**Problem to work on**.
In the forum thread on the C. nurii spathe, what substrate did the tank have when the plant flowered?

**Excerpt to read**.

# C>Nurii Spathe



## BruceF (Aug 5, 2011)

C. Nurii spathe


----------



## AaronT (Apr 26, 2004)

Nice job Bruce!


----------



## BruceF (Aug 5, 2011)

Thanks Aaron. I'm sure it is just luck.


----------



## deftones2015 (Dec 7, 2007)

Nice spathe!


----------



## BruceF (Aug 5, 2011)

Another flower coming.


Uploaded with ImageShack.us


----------



## wabisabi (Dec 4, 2010)

Looking good Bruce! Did the other spathe open up for you? Mine always melt when the plants are submerged.


----------



## BruceF (Aug 5, 2011)

No it melted pretty quick. This one is growing a lot taller. I'm tempted to lower the water line. Do you think that would help it to open?


----------



## wabisabi (Dec 4, 2010)

Yes. I think dropping the water level will help.


----------



## BruceF (Aug 5, 2011)

Still coming. Maybe now it will open?



Uploaded with ImageShack.us


----------



## wabisabi (Dec 4, 2010)

Wow. It's really reaching. There is an excellent chance it'll open for you. Good luck!


----------



## Trail_Mix (Nov 12, 2011)

Did it open up? Has it flowered since?


----------



## BruceF (Aug 5, 2011)

No it never opened. I guess I was too late inlowering the water level.


----------



## BruceF (Aug 5, 2011)

I am trying to remember the conditions that caused this crypt to flower. The plant has grown to fill the tank now but it has never flowered since this initial experience. I do know that this substrate was potting soil covered with sand. I remember I put that potting soil directly in the tank and for quite a while I had algae problems that final settle down about 6 months or so into the tank. I first got this plant in Sept of 2011 and I see this flowered twice between Dec 2012 and March of 2013. 
I know I was using your basic home made ei at that time with no salt and fleet and such. For some reason I started adding Kent Coral Builder shortly after that and while the plant continued to do well it tended to turn greener and lost most of the pink striations. During 2014 I started running out of my home made ingredients and started buying the ei chemicals on line. I never added the micro formula to this mix and now I realize I stopped adding magnesium, Epsom salt, altogether during that time. I was adding flourish traces and flourish iron and the water here is fairly high in micros. 

Since I stopped adding the coral builder, Oct 2014, I’ve gotten the plants pinker again. I think essentially I raised and lowered the kh but I am never sure of these things. I’ve recently started adding magnesium back into the mix of my fertilizers. Essentially I am now adding 1-1-1 npk, along with some Epsom salt about twice a week and iron once or twice. This is a dirted tank with no co2. 

Mostly I am just putting this here to help keep track of it but if you have any advice I would appreciate it. I would like to get this plant to flower again. I do have some growing emersed so I suppose that is an option also. I am curious though to see if I can figure out how to get the plant to send up another spathe in this tank. Maybe the light bulbs are old? Who knows?


----------

Named-object pointing listing
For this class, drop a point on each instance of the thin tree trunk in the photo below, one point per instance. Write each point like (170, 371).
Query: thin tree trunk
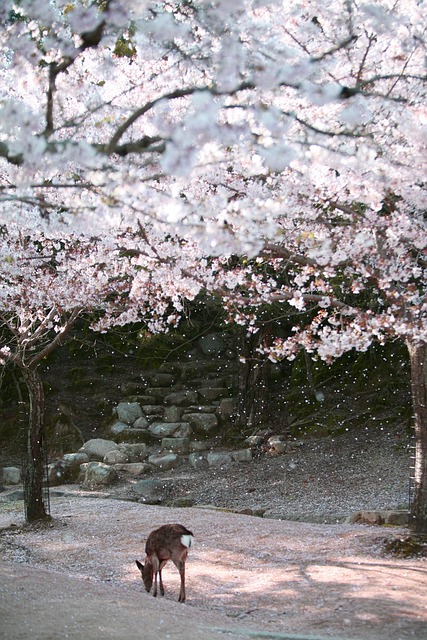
(35, 508)
(418, 360)
(254, 378)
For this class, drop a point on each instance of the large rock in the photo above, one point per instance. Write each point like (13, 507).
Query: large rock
(198, 460)
(165, 461)
(140, 423)
(161, 379)
(152, 491)
(388, 517)
(170, 429)
(134, 436)
(243, 455)
(117, 428)
(201, 422)
(133, 469)
(219, 459)
(136, 452)
(176, 445)
(97, 448)
(181, 398)
(128, 412)
(213, 393)
(172, 414)
(115, 457)
(95, 474)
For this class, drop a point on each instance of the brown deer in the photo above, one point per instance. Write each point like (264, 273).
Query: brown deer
(169, 542)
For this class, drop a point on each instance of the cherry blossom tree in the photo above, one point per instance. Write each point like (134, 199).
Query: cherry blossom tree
(48, 282)
(292, 133)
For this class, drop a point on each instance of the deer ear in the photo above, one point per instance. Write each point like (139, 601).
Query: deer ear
(139, 565)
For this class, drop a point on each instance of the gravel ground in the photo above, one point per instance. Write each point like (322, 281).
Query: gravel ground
(322, 480)
(250, 577)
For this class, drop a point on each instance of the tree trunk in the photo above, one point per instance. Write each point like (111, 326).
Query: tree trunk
(253, 378)
(418, 360)
(35, 508)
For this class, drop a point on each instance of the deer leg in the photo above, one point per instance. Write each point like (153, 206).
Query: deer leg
(180, 565)
(162, 564)
(156, 570)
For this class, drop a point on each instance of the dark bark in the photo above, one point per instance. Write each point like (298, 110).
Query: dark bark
(253, 378)
(35, 507)
(418, 360)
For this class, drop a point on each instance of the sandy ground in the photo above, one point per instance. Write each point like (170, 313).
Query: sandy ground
(246, 577)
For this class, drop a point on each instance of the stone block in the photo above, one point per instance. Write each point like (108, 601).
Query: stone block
(219, 459)
(97, 448)
(134, 436)
(201, 422)
(128, 412)
(198, 460)
(134, 452)
(181, 398)
(213, 393)
(133, 469)
(176, 445)
(165, 461)
(151, 491)
(97, 474)
(170, 429)
(172, 413)
(115, 457)
(243, 455)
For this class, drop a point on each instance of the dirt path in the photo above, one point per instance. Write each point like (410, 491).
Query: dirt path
(253, 577)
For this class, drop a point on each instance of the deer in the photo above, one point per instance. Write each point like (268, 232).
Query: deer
(169, 542)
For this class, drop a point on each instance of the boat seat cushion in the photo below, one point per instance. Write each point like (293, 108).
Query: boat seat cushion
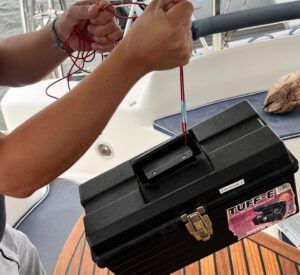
(285, 125)
(50, 224)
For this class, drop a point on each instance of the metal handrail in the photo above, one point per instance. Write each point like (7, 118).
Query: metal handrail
(245, 18)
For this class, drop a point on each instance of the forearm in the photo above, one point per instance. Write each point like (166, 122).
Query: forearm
(51, 141)
(27, 58)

**Complete answer**.
Potting soil covered with sand.